= Problem statement =
Copy out in full everything from the line containing "Question. Indicate the metal fence" down to the line containing "x=414 y=288", request lines included, shifting every answer coordinate up by 6 and leaving the numbers in the format samples unchanged.

= Dataset content =

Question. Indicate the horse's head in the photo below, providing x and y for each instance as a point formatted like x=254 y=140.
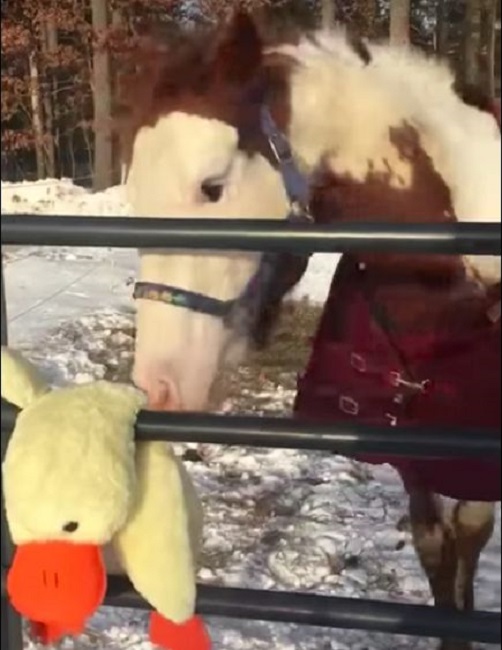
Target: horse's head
x=380 y=134
x=198 y=151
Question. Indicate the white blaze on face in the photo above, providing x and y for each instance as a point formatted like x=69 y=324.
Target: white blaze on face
x=178 y=353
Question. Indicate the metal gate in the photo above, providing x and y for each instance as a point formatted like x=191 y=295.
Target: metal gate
x=346 y=439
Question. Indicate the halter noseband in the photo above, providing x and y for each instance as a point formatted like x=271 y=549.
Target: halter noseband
x=239 y=313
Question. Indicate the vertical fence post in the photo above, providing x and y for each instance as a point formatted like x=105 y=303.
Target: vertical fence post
x=10 y=622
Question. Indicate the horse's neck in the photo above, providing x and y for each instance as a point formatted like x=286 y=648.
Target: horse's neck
x=416 y=303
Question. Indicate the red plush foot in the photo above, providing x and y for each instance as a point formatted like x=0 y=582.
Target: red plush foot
x=191 y=635
x=47 y=633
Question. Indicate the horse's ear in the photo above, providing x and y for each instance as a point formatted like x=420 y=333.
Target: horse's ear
x=239 y=51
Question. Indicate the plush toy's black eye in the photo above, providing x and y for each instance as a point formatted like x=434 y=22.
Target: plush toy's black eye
x=212 y=190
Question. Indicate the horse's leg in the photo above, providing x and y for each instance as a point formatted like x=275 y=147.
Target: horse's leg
x=449 y=549
x=435 y=545
x=473 y=522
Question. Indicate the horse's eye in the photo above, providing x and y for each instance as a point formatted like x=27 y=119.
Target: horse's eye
x=212 y=191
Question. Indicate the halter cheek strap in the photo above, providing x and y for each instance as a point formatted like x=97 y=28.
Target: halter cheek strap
x=197 y=302
x=240 y=312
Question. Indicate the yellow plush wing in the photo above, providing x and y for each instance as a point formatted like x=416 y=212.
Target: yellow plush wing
x=158 y=546
x=22 y=383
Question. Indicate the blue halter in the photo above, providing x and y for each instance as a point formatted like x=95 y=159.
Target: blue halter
x=240 y=313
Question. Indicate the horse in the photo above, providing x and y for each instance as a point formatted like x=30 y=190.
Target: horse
x=323 y=128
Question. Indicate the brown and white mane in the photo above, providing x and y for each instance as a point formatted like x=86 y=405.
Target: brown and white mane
x=378 y=131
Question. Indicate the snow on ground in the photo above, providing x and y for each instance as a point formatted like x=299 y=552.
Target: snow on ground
x=276 y=519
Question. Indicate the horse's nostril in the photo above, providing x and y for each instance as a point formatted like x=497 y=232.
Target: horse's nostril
x=70 y=527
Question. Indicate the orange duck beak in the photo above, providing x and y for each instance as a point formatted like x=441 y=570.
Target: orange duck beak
x=57 y=586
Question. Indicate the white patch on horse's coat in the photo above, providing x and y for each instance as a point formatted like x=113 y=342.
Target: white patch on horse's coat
x=170 y=160
x=173 y=158
x=342 y=110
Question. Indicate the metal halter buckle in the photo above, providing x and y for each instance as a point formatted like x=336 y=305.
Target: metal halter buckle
x=358 y=362
x=398 y=380
x=348 y=405
x=392 y=419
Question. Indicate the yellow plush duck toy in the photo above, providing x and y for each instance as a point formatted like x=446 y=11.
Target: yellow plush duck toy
x=78 y=489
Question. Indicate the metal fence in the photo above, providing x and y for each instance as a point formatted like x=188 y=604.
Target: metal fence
x=304 y=609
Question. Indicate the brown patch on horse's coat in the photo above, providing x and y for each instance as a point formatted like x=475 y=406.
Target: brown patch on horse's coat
x=225 y=77
x=414 y=288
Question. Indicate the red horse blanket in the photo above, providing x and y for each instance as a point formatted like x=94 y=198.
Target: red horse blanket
x=355 y=373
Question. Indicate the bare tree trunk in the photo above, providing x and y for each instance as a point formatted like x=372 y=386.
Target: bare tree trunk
x=328 y=14
x=50 y=47
x=36 y=113
x=442 y=31
x=399 y=23
x=488 y=44
x=102 y=95
x=472 y=42
x=368 y=11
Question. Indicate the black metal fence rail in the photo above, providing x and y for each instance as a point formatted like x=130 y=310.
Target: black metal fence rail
x=306 y=609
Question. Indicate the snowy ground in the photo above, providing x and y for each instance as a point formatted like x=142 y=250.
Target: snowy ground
x=275 y=519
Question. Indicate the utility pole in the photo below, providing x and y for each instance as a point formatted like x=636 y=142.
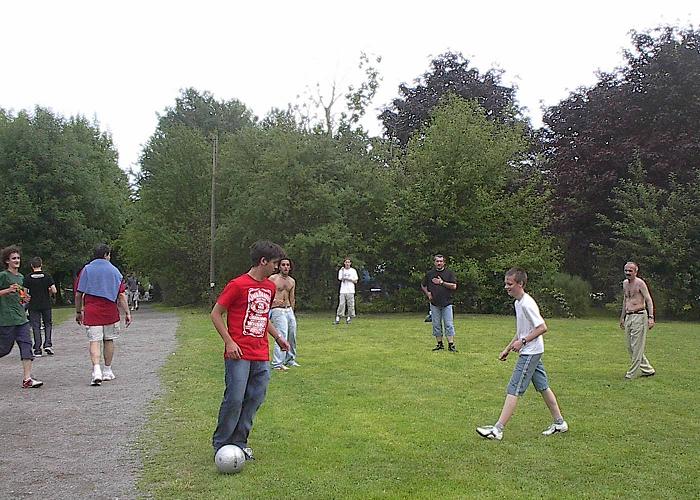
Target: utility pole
x=212 y=284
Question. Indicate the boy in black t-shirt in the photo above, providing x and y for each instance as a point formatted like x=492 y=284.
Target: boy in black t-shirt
x=438 y=285
x=41 y=287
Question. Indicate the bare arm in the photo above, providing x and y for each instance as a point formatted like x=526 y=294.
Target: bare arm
x=292 y=295
x=123 y=304
x=649 y=303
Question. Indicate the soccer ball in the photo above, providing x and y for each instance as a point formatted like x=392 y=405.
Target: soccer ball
x=230 y=459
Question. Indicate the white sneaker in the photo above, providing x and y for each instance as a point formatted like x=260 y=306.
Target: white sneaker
x=96 y=376
x=554 y=428
x=490 y=432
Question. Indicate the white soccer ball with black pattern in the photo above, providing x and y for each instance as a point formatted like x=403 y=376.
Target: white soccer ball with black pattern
x=230 y=459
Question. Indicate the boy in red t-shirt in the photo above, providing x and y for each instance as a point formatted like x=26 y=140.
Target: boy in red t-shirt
x=246 y=302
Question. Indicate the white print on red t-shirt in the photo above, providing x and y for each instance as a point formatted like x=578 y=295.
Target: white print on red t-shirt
x=257 y=313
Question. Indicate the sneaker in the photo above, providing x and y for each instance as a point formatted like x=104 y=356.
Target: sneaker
x=490 y=432
x=96 y=376
x=554 y=428
x=30 y=383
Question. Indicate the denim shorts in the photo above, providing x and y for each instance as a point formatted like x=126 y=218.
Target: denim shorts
x=20 y=334
x=528 y=368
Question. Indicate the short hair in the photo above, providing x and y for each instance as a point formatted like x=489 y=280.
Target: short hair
x=101 y=251
x=7 y=251
x=518 y=274
x=265 y=249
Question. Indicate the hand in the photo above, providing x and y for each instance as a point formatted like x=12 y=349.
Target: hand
x=284 y=345
x=233 y=351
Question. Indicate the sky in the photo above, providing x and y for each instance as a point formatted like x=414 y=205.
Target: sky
x=124 y=62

= Written reply =
Question. Indicate the metal fence in the photo above, providing x and y for each instance as a point formatted like x=188 y=604.
Target: metal fence
x=310 y=615
Question. Indicate the brown patch on horse's coat in the photo above, providing x and y for each instance as a point formatted like x=475 y=406.
Target: brown patch on horse's coat
x=231 y=83
x=420 y=294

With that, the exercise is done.